--- Start of Data shown ---

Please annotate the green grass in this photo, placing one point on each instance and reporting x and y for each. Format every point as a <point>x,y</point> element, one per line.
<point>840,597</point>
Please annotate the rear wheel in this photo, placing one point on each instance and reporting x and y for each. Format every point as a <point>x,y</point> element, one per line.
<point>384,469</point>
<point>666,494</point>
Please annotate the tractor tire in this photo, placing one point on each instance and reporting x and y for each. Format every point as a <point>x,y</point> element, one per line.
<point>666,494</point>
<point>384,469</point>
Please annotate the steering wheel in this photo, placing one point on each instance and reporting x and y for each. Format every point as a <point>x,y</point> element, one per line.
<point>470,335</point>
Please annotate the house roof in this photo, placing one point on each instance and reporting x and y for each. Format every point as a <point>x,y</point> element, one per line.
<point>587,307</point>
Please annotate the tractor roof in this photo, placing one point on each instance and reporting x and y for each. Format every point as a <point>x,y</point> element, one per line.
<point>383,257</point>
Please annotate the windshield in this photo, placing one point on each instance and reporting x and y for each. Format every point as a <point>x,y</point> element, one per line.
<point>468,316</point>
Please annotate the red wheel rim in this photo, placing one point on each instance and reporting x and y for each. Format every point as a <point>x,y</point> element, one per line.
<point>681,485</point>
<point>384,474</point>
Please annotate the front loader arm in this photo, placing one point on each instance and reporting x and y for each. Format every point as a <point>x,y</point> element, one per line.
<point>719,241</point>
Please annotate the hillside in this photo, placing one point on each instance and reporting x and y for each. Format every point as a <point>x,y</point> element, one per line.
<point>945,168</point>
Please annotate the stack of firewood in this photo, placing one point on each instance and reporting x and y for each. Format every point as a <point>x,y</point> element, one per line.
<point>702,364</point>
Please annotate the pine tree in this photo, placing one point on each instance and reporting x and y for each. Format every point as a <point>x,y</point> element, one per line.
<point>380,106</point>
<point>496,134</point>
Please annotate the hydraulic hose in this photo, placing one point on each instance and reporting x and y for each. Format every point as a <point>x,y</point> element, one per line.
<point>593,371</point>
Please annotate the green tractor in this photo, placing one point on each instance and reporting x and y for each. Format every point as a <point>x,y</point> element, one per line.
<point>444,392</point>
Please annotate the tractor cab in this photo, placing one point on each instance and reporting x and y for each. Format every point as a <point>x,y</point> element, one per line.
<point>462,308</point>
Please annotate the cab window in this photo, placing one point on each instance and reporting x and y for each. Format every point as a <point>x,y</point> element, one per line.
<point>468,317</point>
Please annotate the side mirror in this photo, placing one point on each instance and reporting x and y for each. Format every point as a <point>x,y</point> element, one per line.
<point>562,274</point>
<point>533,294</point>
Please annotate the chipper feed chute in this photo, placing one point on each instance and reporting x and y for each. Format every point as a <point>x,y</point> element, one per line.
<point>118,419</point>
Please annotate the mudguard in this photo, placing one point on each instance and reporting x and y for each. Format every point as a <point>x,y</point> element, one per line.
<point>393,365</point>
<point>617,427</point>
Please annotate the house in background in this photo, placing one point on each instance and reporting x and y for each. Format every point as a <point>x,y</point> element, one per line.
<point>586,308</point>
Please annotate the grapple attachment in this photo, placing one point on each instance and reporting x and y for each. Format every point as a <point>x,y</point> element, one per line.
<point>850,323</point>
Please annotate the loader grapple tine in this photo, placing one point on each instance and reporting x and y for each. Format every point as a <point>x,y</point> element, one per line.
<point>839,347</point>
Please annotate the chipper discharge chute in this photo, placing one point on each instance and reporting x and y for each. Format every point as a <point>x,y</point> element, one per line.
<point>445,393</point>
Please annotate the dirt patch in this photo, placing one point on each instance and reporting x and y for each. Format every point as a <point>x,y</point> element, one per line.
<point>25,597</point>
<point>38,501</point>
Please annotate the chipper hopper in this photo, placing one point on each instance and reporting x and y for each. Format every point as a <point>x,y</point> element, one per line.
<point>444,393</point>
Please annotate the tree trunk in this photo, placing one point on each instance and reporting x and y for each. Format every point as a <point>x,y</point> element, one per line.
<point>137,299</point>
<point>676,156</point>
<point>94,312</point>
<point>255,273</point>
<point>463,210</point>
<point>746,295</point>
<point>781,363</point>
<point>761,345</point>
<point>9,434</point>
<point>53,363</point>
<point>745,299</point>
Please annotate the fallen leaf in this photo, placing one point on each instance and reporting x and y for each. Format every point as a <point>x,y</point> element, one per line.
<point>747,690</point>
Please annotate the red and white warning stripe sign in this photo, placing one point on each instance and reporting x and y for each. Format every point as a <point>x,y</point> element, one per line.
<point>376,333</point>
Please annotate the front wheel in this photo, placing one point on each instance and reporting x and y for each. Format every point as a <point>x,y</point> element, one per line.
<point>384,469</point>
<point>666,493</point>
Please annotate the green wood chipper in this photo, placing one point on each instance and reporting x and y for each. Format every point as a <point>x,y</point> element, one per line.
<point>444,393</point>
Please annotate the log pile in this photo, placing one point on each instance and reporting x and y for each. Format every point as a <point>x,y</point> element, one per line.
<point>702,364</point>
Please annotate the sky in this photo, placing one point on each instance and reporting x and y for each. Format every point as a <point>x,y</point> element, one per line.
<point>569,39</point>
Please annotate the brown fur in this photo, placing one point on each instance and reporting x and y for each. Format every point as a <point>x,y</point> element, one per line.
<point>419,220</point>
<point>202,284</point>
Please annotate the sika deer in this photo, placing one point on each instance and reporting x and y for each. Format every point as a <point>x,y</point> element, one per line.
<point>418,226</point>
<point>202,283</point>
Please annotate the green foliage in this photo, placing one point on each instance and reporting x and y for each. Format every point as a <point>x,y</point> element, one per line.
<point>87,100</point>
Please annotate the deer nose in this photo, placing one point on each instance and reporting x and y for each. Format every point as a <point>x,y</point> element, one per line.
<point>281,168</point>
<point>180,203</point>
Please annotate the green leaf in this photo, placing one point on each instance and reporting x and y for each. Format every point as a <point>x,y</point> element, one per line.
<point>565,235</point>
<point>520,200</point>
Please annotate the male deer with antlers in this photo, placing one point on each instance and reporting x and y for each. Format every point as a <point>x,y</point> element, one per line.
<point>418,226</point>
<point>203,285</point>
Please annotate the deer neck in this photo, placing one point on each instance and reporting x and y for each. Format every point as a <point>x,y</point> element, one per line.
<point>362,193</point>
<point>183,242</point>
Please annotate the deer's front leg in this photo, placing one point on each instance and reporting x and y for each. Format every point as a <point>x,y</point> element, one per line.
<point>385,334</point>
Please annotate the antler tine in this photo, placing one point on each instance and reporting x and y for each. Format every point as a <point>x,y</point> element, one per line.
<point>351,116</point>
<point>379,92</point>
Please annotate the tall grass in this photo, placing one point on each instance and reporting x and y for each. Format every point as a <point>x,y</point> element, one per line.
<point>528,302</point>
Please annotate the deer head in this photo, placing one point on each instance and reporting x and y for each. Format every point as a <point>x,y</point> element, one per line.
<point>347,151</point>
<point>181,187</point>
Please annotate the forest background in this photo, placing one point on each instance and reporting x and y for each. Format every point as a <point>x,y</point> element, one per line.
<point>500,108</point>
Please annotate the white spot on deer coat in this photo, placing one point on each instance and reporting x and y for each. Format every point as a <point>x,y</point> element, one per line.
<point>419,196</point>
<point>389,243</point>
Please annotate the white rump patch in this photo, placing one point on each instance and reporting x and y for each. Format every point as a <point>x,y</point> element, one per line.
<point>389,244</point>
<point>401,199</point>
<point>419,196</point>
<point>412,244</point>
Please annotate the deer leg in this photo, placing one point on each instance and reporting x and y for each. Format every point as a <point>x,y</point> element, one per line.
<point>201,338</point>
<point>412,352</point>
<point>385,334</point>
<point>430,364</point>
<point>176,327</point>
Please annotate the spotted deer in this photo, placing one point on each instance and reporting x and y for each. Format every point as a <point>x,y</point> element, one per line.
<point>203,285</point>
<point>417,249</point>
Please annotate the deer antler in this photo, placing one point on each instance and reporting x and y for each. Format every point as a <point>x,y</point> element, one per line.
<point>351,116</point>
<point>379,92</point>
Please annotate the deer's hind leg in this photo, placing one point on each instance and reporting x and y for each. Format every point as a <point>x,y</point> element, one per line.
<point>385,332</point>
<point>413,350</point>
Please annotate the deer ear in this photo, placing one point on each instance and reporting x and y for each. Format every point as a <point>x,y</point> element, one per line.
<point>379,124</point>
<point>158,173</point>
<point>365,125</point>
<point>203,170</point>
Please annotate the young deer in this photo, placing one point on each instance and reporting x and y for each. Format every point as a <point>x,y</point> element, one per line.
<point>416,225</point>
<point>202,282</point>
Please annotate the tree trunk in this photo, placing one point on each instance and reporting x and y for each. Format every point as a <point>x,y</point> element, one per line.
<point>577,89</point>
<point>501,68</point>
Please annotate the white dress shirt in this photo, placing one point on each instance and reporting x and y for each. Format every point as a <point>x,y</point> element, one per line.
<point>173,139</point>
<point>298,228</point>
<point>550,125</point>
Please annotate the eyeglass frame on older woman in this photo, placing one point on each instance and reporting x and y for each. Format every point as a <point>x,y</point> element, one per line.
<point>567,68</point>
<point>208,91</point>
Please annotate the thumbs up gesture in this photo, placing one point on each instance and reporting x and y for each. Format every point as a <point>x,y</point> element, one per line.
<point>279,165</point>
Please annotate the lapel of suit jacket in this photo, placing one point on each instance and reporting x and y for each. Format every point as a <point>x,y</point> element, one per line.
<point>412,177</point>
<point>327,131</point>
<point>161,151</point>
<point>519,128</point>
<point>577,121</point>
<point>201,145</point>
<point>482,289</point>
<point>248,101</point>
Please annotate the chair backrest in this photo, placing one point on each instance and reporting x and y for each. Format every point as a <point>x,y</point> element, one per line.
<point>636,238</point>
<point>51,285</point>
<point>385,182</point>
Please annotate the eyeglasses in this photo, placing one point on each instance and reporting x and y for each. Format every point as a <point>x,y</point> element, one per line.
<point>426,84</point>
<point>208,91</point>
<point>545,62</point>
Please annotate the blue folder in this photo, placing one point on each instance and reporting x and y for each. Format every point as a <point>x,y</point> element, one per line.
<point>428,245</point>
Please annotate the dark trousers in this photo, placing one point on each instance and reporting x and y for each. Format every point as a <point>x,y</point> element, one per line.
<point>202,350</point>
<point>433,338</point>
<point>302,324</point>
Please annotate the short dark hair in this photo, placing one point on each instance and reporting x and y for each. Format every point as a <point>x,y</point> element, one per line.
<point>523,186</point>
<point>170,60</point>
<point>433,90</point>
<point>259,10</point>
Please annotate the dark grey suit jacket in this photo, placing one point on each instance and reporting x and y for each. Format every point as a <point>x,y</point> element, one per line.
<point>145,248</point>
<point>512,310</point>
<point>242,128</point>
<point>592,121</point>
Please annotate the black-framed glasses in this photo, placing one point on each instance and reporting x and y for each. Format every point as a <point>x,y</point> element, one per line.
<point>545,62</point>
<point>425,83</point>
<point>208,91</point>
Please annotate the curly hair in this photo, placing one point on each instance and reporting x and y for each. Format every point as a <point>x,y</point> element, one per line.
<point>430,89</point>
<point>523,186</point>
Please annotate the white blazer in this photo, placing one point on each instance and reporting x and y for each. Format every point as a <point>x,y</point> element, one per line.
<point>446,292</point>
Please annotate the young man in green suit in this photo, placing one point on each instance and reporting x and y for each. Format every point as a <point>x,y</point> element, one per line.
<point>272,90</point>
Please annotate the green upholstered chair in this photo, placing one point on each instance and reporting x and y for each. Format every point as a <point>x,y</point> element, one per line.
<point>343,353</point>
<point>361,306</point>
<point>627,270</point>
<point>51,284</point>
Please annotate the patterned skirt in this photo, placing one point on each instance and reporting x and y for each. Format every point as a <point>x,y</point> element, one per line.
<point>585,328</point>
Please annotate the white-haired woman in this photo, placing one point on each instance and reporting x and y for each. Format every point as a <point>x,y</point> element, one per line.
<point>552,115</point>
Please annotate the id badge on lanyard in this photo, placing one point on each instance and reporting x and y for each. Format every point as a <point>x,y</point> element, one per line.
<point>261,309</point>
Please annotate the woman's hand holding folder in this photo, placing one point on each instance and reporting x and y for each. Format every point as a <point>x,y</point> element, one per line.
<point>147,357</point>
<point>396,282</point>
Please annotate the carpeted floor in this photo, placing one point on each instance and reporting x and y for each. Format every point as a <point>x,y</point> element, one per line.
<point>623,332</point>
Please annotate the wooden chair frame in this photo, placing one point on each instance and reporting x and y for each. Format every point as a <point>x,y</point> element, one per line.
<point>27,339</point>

--- End of Data shown ---

▸ **Task**:
Starting at the line containing "Please annotate the stack" and ending at the line containing "<point>444,392</point>", write those lines out again with "pine tree" swapped for "spruce tree" and everything else left as it is.

▸ **Completed exercise**:
Please annotate the stack of firewood in this photo, placing one point on each instance and reporting x and y for each. Format every point as a <point>x,y</point> element, one per line.
<point>702,364</point>
Please annotate the spruce tree in this photo, placing one point on each instance and reporting x and y for each. Format every point as a <point>x,y</point> element, one per line.
<point>380,106</point>
<point>496,134</point>
Please annotate the hydraulic hose in this photo, placing one point on each instance and reporting x and y for each. Format every point as a <point>x,y</point> element, one per line.
<point>593,371</point>
Please annotate the green tractor in this photo, placing one point on each instance and reporting x and y for each. Format every point as a <point>x,y</point> element, one per line.
<point>444,392</point>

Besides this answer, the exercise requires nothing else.